### What you need to do:
Reproduce the entries below from the line containing "of the orange" through the end of the entries, requests included, and shift every coordinate in the answers by adding 43 to each number.

(Entries contained in a dataset)
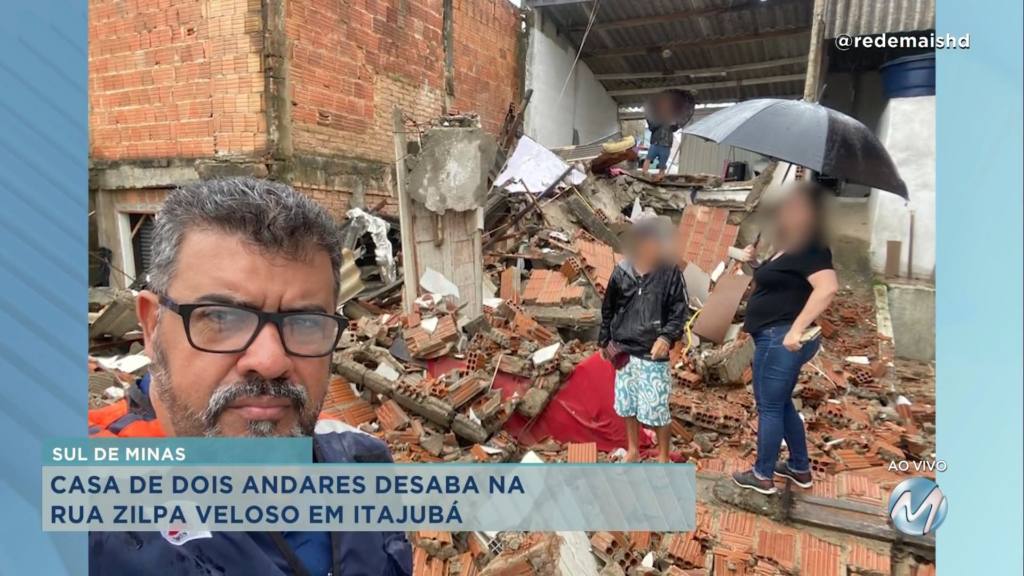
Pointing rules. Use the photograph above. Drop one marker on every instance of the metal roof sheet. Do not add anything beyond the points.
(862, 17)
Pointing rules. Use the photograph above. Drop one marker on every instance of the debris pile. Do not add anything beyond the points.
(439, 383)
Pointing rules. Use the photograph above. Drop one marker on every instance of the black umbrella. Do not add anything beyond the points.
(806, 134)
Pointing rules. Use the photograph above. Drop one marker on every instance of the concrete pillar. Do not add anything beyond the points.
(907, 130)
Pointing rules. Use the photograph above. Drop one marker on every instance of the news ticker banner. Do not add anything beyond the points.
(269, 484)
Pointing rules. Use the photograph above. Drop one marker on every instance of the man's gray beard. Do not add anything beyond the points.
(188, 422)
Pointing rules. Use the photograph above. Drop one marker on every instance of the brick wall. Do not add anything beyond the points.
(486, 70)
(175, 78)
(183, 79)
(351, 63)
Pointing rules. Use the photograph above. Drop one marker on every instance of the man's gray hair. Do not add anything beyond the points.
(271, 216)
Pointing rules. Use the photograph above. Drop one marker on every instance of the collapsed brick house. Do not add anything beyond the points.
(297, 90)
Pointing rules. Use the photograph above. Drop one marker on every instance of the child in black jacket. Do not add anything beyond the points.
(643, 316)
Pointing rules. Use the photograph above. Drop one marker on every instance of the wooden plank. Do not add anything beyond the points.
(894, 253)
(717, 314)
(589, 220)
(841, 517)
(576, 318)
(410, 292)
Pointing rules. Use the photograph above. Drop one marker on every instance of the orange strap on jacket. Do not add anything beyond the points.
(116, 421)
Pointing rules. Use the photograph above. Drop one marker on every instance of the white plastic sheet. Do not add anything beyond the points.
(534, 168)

### The answer:
Pointing rules. Use the photograph above. Drop one marker on every instance of the orange strap on jacket. Do not add anything beyond the points.
(159, 464)
Pointing rules. Use the photograph above. Drop one marker on every instance of the white plastic sheet. Do not add anything beyond the points.
(577, 211)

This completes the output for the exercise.